### [PROBLEM DESCRIPTION]
Extend the loudspeaker testing text, picking up right after its final sentence.

***** TEXT EXCERPT *****

Over time, I’ve used a variety of powered loudspeakers in my work, and I have on hand a few different models. That’s why I tested what I tested – they were conveniently within reach!

Testing Notes

1) The measurement mic and loudspeaker under test were set up to mimic a situation where the listener was using the loudspeaker as a stage monitor.

2) A 1-second, looping, logarithmic sweep was used to determine the drive level where the loudspeaker’s electronics reached maximum output (meaning that a peak/ limit/ clip indicator clearly illuminated for roughly half a second).

3) Measurements underwent 1/6th octave smoothing for the sake of readability.

4) These comparisons are mostly concerned with a “music-critical band,” which I define as the range from 75 Hz to 10,000 Hz. This definition is based on the idea that the information required for both creating music live and enjoying reproduced sound is mostly contained within that passband.

***** RECORD EXTRACTS *****

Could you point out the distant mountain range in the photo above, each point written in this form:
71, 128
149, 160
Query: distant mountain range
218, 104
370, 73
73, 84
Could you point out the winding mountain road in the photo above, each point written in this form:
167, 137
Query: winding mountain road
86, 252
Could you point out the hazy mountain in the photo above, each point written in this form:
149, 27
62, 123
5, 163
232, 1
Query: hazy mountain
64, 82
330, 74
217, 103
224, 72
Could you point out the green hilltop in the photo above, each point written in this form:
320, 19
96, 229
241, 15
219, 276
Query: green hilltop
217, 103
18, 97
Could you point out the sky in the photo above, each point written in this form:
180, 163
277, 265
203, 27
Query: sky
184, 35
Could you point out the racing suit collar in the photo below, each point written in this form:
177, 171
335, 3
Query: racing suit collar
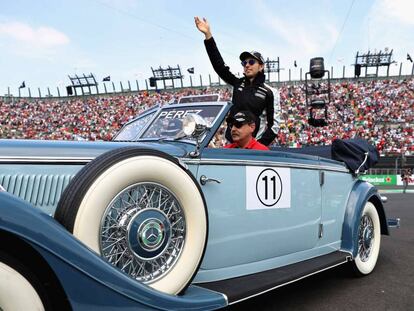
259, 79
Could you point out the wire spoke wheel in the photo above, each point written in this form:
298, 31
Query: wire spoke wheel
143, 231
143, 212
368, 242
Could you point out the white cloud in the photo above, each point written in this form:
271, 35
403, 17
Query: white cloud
41, 37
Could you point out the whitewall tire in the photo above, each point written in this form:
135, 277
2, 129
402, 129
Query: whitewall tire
141, 211
369, 240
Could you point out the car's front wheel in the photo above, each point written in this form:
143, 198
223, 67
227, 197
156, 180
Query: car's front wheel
369, 240
142, 212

*****

### [FINAL RESULT]
5) “Volume” is the number of cubic inches contained within a rectangular prism just large enough to enclose the loudspeaker. (In other words, how big of a box just fits around the loudspeaker.)

6) “Flatness Deviation” is the difference in SPL between the lowest recorded level and highest recorded level in the music-critical band. A lower flatness deviation number indicates greater accuracy.

6) Similarly to #5, “Phase Flatness Deviation” is the difference between the highest phase and lowest phase degrees recorded in the music-critical band. (The phase trace is a generated, minimum-phase graph).

8) Distortion is the measured THD % at 1 kHz.

9) When available, in-box processing was set to be as minimal as possible (i.e., flat EQ).

Test Results And Comments (In Order Of Price)

Alto TS312

Acquisition Cost:	$299
Volume:	4565 in^3
Mass:	36 lbs
Magnitude And Phase:
Flatness Deviation:	12 dB
Phase Flatness Deviation:	166 degrees
Peak SPL:	119.6 dB
Distortion @ 1 kHz:	1.1%
Comments:	Good bang vs. buck ratio. Highly compact, competitive weight. Surprisingly decent performer, with respectable output and distortion characteristics. Lacks the “super-tuned” flatness of a Yamaha DBR, and not as clean as the JBL Eon. Simplified back panel lacks features, but also is hard to set incorrectly. Would have liked a “thru” option, but the push-button ability to lift signal ground is nice to have.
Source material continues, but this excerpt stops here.